Quote every one of the entries below word for word, line by line.

>> start

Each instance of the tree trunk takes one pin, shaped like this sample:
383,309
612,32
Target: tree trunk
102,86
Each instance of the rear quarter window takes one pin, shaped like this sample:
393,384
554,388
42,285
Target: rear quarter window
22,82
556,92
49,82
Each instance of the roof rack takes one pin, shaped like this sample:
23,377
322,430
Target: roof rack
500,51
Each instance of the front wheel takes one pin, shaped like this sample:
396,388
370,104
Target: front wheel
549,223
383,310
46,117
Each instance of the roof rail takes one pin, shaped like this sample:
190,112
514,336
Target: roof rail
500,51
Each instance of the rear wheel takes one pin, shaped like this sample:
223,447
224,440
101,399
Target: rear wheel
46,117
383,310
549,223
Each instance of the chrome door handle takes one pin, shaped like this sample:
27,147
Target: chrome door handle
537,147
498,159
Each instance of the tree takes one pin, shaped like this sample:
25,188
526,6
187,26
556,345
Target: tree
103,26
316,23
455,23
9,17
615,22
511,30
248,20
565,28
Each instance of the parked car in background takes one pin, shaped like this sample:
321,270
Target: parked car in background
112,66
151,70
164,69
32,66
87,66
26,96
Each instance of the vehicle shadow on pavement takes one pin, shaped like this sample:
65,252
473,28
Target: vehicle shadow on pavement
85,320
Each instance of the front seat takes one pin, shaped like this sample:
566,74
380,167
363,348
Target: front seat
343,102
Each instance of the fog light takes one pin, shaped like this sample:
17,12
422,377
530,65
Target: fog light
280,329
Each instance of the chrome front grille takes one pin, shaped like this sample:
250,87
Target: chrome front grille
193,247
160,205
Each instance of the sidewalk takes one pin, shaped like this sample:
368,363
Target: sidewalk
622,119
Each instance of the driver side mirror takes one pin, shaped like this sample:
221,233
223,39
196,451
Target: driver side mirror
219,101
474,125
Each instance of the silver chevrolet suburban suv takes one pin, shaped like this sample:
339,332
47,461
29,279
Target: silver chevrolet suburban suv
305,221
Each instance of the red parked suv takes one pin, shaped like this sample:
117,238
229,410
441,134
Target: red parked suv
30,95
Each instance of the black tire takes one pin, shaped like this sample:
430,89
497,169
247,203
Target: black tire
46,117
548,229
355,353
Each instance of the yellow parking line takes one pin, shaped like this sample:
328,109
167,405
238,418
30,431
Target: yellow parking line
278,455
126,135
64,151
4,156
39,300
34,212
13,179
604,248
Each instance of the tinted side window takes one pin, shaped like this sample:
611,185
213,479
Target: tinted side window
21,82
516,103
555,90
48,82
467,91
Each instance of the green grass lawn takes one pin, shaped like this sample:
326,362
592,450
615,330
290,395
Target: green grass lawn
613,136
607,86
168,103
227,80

>> end

Reply to the exercise
Each instance of the tree trunk takes one pin, shaped like this sample:
383,309
612,32
Target: tree trunk
102,86
Each instance of the rear quarter window takes one pin, shaped like this sample:
393,384
554,388
42,285
Target: rear quarter window
22,82
556,92
49,82
Each instance of the roof rack takes one pin, shaped like this sample:
23,377
322,430
Target: roof rack
500,51
Each instance of the front wheel takes one pin, shaped like this sample:
396,388
370,104
Target: front wheel
549,223
383,310
46,117
Each instance of the roof rail takes one pin, shaped like this sample:
190,112
514,336
Target: roof rail
500,51
Each instance of the rear wheel takes one pin, shaped like this sample:
223,447
224,440
101,399
Target: rear wheel
46,117
383,310
549,223
Each instance of the chrome door handle takes one pin, shaped like this sample:
27,147
Target: chrome door handle
537,147
498,159
Each instance of the tree takes one pin, shaped like this sample:
25,188
526,6
187,26
556,345
Target: tree
103,26
316,23
455,23
9,17
615,22
511,30
248,20
565,28
Each instance of the parked car in background takes one pin, shaped like this sample:
321,270
Target: parked car in background
112,66
151,70
164,69
32,66
87,66
26,96
Each instance of the vehicle shadow on pavement takes one pin, shaped like this sample:
65,252
473,28
Target: vehicle shadow on pavement
85,320
Each instance of the front seat takes one pin, shaped like this sample:
566,74
380,167
363,348
Target: front seat
343,102
Each instance of the fog light takes one pin, shaped like this sample:
17,12
422,377
530,65
Target: fog light
280,329
Each instance of the chrome front grille takes one pin, shaped like this sample:
250,87
Target: chrome front grille
193,247
160,205
Each instance of the sidewalk takes one pin, shaped like this sample:
368,363
Target: sidewalk
622,119
Each instance of the driver side mirror takes one pin, shaped like this sample:
221,233
223,39
196,451
Target: driver side mirror
219,101
474,125
Each instance of the silver chevrolet suburban suv takes one pin, shaped like this sample:
339,332
47,461
29,279
Target: silver chevrolet suburban suv
305,221
Each instance of the red parked suv takes one pin, shaped like this sample:
117,238
229,410
441,134
Target: red parked suv
30,95
Each instance of the black tire takes one pin, shaped like this sample:
430,89
497,169
247,203
Target: black tire
46,117
548,229
355,353
Each instance of the yellow parking line takes one pin, shaped like this sample:
328,109
167,405
238,418
30,431
Target: yellow parking line
278,455
126,135
64,151
4,156
39,300
34,212
13,179
604,248
Each instance of the tinted side window takes one pin, shaped like this sample:
611,185
213,479
Target: tinted side window
21,82
516,103
555,90
48,82
467,91
Each instance of the green grass lawn takes one pin, shaped like this sample:
326,362
592,450
615,330
290,395
Target: green grass lawn
613,136
607,86
168,103
227,80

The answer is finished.